- _Exercise goal_
Quote every entry word for word.
◇ ◇ ◇ ◇ ◇ ◇ ◇
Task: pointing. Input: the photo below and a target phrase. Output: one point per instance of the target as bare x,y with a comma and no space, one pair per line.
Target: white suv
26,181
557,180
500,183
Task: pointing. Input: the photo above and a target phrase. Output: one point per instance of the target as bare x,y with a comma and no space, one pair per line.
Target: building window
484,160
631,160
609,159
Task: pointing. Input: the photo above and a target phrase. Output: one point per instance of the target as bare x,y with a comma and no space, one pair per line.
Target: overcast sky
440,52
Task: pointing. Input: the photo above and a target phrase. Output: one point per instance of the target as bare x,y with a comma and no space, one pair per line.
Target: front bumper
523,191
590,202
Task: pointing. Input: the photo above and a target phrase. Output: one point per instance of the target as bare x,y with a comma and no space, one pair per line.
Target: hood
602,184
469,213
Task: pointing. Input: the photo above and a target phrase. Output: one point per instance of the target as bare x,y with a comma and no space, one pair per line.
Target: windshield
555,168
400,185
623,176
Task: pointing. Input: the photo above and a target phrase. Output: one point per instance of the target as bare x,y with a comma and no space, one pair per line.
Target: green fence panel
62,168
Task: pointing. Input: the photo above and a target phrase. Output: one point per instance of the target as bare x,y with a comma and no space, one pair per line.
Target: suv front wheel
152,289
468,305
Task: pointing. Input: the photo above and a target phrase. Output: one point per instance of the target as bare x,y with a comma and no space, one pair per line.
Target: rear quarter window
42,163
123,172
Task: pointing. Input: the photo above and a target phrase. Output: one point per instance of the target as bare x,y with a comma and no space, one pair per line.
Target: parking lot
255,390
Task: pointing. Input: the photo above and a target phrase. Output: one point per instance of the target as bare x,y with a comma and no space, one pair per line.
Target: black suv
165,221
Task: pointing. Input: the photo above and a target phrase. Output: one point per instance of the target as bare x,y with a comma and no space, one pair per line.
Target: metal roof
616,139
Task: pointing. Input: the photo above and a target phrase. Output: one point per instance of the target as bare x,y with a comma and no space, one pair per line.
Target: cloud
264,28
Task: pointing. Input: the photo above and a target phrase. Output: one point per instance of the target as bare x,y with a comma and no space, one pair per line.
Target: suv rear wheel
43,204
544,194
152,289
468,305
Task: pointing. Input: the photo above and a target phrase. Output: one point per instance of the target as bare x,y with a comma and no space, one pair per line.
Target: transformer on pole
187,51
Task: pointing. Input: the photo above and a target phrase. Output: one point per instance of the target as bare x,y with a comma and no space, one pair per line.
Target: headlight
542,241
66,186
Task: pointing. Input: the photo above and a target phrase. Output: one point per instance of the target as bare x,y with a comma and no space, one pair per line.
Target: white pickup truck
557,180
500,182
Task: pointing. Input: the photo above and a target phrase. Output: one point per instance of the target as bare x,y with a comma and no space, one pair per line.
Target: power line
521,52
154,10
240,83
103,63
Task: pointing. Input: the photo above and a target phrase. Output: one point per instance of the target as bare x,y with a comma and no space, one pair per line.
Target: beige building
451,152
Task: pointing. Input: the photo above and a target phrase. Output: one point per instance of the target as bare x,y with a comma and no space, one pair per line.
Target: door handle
◇ ◇ ◇ ◇ ◇ ◇ ◇
- _Full response_
Task: pointing. Input: the photo below and a target phrase. Output: one point per instance of the target as bare x,y with a comma and no space, one pair per line.
Target: white suv
26,181
557,180
500,183
Task: pointing. Input: the photo above and a target phrase. Output: one point per instance of the target as bare x,y with a comma and no space, one pair per line.
Target: building window
484,160
631,160
609,159
Task: pointing. Input: the photo above and a target phrase. Output: one point per instance of the target as bare x,y with a comma and no space, one pair per line.
Target: overcast sky
440,52
Task: pointing. Input: the photo above and a target phrase. Output: one point per instance of the target as bare x,y with a comma and no space, one pair per line.
Target: front bumper
523,191
590,202
Task: pointing. Input: the photo above and a target phrase. Output: one point per instance of the target as bare x,y with a comma and no space, one pair per line.
Target: hood
602,184
469,213
Task: pointing. Input: the photo above and a target phrase. Output: one point per instance of the target as bare x,y with a comma and no space, one pair per line.
Target: windshield
555,168
400,185
623,176
Task: pointing. Input: the photo above and a target phrase. Output: one point per instance of the target as bare x,y with a comma and no space, one pair per line.
Target: green fence panel
62,168
Task: pointing. Input: the photo above and a target phrase. Output: one point per instance of the target as bare x,y with a comma and no space, one pair per line.
Target: suv front wheel
152,289
468,305
Task: pointing. Input: the photo above and a target phrase. Output: one point per instance of the target as bare x,y with a comma and no space, one pair per line.
Target: rear quarter window
42,163
123,172
Task: pointing. Input: the photo above and a target phrase. Output: one point per instance of the target as bare x,y with a comma and no space, one pair per line.
Target: parking lot
255,390
Task: pointing. Input: the photo above and a target phrase. Output: one point per instance of the target as bare x,y with a comma and no space, one pair per line.
Target: black suv
165,221
Task: pointing. Input: the photo above and a target phrase. Output: one point per instance of the target as bare x,y with a comma and no space, one pair per line.
Target: metal roof
616,139
Task: pointing. Input: the photo above and a target phrase. Output: one point per instance of the target as bare x,y with a comma and no space, one pair per line.
Target: cloud
264,28
Task: pointing. Input: the photo above and a target phrase. Output: one point per instance of the target as bare x,y with a comma and no space, one pair per line.
Target: suv rear wheel
43,204
544,194
152,289
468,305
Task: pointing. Input: the photo above and a target phrase. Output: one point per instance of the target as bare x,y with a comma and no space, one pair per line.
Target: transformer on pole
187,51
Task: pointing. Input: the photo above and a target phrase. Output: one point per instance of the target as bare x,y with a comma and no space, one pair per line.
Target: headlight
542,241
66,186
Task: pointing. Input: the photo above and a target phrase. Output: one point per instance of the target as bare x,y with a comma and no space, one pair per line.
Target: white pickup truck
557,180
500,182
Task: pointing. Input: the photo above and a target phrase. Output: one point per instance of the target as bare x,y with a comma and no space, one pair per line.
Target: power line
521,52
154,10
240,83
103,63
Task: pointing. Input: the photo above and a target phrase. Output: one point per instance of the target as bare x,y with a comma and no space, one pair per line.
Target: beige building
451,152
Task: pointing. Input: the photo above and a target phrase. Output: one point per instance of the target as bare x,y with a comma and no space, one pair per line.
Target: door handle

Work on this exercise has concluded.